• _PROBLEM DESCRIPTION_
Return all entries precisely as they stand, without the images.

------ STUDY MATERIAL

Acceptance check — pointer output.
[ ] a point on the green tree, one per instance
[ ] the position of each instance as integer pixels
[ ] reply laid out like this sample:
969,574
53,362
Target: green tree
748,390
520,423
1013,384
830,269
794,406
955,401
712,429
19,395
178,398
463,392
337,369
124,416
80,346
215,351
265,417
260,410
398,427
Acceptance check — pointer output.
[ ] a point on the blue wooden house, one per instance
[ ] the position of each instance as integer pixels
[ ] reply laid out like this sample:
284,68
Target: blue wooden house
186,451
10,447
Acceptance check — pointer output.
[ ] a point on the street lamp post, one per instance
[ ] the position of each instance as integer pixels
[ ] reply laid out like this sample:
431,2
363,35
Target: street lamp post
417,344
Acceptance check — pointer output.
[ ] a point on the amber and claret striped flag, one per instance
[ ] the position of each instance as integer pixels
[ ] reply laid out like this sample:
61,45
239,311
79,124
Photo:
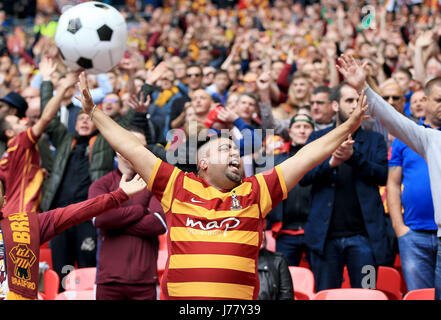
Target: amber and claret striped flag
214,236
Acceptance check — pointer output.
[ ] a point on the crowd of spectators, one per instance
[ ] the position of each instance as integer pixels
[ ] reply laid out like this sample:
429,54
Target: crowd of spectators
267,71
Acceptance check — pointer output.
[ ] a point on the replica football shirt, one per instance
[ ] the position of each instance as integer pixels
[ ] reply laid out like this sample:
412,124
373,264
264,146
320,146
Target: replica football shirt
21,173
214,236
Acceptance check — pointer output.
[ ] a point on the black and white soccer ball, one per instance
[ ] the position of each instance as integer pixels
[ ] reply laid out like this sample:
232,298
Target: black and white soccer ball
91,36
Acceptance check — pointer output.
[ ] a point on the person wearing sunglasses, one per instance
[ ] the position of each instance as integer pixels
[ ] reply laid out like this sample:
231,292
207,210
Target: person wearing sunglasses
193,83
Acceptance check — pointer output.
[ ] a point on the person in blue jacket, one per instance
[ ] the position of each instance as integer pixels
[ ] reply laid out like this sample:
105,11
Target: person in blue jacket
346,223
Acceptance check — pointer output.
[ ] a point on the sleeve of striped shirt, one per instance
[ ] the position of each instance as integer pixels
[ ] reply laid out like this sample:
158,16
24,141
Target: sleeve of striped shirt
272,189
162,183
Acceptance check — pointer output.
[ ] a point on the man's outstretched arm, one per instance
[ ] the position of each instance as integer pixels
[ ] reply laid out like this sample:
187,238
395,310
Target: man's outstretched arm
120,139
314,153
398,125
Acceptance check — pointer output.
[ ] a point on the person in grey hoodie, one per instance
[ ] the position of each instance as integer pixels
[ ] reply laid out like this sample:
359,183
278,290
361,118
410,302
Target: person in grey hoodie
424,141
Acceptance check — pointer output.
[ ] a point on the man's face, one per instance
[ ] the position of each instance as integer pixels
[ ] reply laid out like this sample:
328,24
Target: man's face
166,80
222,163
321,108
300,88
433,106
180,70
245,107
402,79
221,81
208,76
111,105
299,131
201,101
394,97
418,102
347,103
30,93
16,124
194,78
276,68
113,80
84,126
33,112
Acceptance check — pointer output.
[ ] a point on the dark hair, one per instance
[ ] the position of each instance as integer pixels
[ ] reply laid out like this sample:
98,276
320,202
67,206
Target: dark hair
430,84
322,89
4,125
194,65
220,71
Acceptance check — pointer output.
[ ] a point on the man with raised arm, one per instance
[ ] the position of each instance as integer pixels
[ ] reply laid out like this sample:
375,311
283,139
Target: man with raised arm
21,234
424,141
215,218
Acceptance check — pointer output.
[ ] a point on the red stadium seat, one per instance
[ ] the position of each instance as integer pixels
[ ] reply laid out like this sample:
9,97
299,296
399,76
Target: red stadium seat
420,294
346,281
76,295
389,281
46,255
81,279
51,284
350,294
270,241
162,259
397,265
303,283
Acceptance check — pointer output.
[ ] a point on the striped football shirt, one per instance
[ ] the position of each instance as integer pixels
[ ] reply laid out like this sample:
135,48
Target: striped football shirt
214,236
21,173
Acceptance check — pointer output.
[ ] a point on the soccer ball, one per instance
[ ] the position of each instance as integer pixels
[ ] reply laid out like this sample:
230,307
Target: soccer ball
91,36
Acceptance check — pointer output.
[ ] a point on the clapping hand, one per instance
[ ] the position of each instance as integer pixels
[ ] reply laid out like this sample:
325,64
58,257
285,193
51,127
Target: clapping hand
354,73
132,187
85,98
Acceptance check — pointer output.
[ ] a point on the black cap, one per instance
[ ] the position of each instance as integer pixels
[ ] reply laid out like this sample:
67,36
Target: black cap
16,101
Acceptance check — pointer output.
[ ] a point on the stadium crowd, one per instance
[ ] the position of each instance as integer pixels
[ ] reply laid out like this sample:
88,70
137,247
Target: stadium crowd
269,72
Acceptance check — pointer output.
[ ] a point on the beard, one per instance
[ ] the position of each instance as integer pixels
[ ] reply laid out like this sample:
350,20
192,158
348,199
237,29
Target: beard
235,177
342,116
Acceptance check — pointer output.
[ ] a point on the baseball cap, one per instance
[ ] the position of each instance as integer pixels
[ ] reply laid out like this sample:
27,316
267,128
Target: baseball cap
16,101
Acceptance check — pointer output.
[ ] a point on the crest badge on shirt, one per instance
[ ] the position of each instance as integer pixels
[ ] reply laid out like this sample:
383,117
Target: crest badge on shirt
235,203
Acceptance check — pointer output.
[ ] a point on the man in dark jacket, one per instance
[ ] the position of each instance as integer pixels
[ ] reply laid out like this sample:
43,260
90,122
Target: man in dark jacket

------------

• _EXERCISE RESULT_
Acceptance check — pointer output.
[ ] a point on the green tree, one per instance
[ ] the position of each instance as integer pixels
[ ] reply laid out like this sample:
969,574
53,362
Target: green tree
748,390
520,423
1013,384
830,269
794,406
955,401
712,429
19,395
178,398
463,392
337,369
124,416
80,346
215,351
265,417
260,410
398,427
Acceptance check — pointer output.
[ ] a point on the blue wooden house, one per instance
[ ] the position of each instance as integer pixels
[ ] reply laid out like this sample:
284,68
Target: blue wooden house
186,451
10,447
Acceptance check — pointer output.
[ ] a point on the street lamp post, one per instance
[ ] the position of each instance as integer pixels
[ ] reply laid out like this sample:
431,2
363,35
Target: street lamp post
417,344
Acceptance check — pointer output.
[ ] a point on the amber and claret striped flag, one per instance
[ ] the position of each instance as integer pixels
[ ] reply laid out like this sample:
61,45
239,311
79,124
Photo:
Target: amber and claret striped flag
214,236
Acceptance check — pointer output.
[ ] a point on the crowd of spectators, one per instance
[ ] the position of each instance as integer pixels
[ ] reply laid out like this sample:
429,54
Target: crowd of spectators
267,71
Acceptance check — pointer output.
[ ] a point on the replica football shirt, one per instance
[ ] the position of each instance as integer pixels
[ ] reply laid out like this sample:
412,124
373,264
264,146
320,146
Target: replica football shirt
21,173
214,236
Acceptance check — pointer output.
[ ] a point on the black and white soccer ball, one per instance
[ ] the position of each instance as integer pixels
[ ] reply laid out like this sample:
232,298
Target: black and white soccer ball
91,36
Acceptance check — pointer output.
[ ] a point on the person wearing sunglasses, one per instance
[ ] the position of each instance as integer pixels
[ ] reply laid out like this sample:
231,292
207,210
Target: person wearing sunglasses
193,83
Acceptance check — pointer output.
[ ] a point on the person in blue jacket, one per instance
[ ] the position of each instance as integer pixels
[ ] reply laid out like this sample:
105,11
Target: person in blue jacket
346,223
Acceptance check — pointer output.
[ ] a point on the sleeve of striped shirt, one per instance
[ ] the position of each instance as integer pixels
[ ] reply laid out like this sample:
158,16
24,141
Target: sleeve of striped shirt
272,189
162,183
Acceptance check — pointer output.
[ ] a point on the man's outstretched arm, one per instance
[ ] the position of each instance as integer pixels
[ ] reply laid out like this sample:
187,238
395,310
Target: man's outstretched arm
120,139
314,153
398,125
Acceptance check — pointer output.
[ ] a point on the person in grey hoodie, one per instance
[ ] the position of each instance as integer pixels
[ ] reply laid out like this sample:
359,183
278,290
361,118
410,302
Target: person in grey hoodie
424,141
Acceptance check — pointer output.
[ ] a point on the man's face, one per instance
[ ] the position of each instance as integer pixels
[ ] reply laid out like this sample:
328,24
Target: man's face
166,80
222,163
321,108
300,88
433,106
180,70
245,107
402,79
221,81
208,76
111,105
299,131
201,101
394,97
418,102
347,103
30,93
16,124
194,78
276,68
113,80
84,126
33,112
Acceptance check — pointer output.
[ ] a point on the dark hair, one per instance
[ ] the position of each instance as integer pixels
[ ] reply laid out like this sample:
98,276
320,202
67,206
Target: dark hair
430,84
322,89
4,125
194,65
220,71
Acceptance check — pointer output.
[ ] a point on the man with raised arm, one per instance
[ ] the position of each instance as integer pixels
[ ] reply laid out like this sample:
375,311
283,139
Target: man with raised arm
21,234
424,141
215,218
Acceptance check — pointer output.
[ ] a point on the red stadium seat, one per instance
[ ] the position of each instance as integer pixels
[ ] reply laid out like this sample:
9,97
299,296
399,76
Target: red stadium seat
420,294
346,281
76,295
389,281
46,255
81,279
51,284
350,294
270,241
162,259
397,265
303,283
Acceptance check — pointer output.
[ ] a point on the striped football shirt, one per instance
[ ] the position of each instance as integer pixels
[ ] reply laid out like this sample:
135,48
Target: striped football shirt
214,236
21,173
Acceptance check — pointer output.
[ ] a point on the soccer ball, one per instance
[ ] the position of each instance as integer pixels
[ ] reply laid out like this sample:
230,307
Target: soccer ball
91,36
Acceptance check — pointer output.
[ ] a point on the clapping hand, one per instance
[ ] the position of each instance as integer pixels
[ ] reply laid out like this sample:
325,64
58,257
285,193
51,127
Target: clapping hand
354,73
132,187
85,98
Acceptance check — pointer output.
[ ] a point on the black cap, one per instance
[ ] the position of each instance as integer pixels
[ ] reply laid out like this sample:
67,36
Target: black cap
16,101
Acceptance check — pointer output.
[ ] a point on the stadium crowd, one per instance
[ ] the position of each instance as integer pixels
[ ] reply laid out like this sample:
88,70
137,247
Target: stadium crowd
269,72
Acceptance check — pointer output.
[ ] a point on the beard, one per instance
[ ] the position of each instance as integer pixels
[ ] reply laid out like this sample:
350,20
192,158
348,199
237,29
Target: beard
235,177
342,116
Acceptance check — pointer output.
[ ] a point on the baseball cap, one per instance
[ ] the position of each instance as integer pixels
[ ] reply laid out like this sample:
27,316
267,128
Target: baseball cap
16,101
Acceptance check — pointer output.
[ ] a point on the crest badge on shirt, one per instance
[ ] the position of each instance as integer pixels
[ ] reply laid out like this sample:
383,117
Target: crest badge on shirt
235,203
Acceptance check — pointer output.
[ ] a point on the man in dark jacket, one per instance
[ ] the position of each instance as integer pixels
[ ] reply laid out like this sample:
43,260
90,122
Target: man in dark jacket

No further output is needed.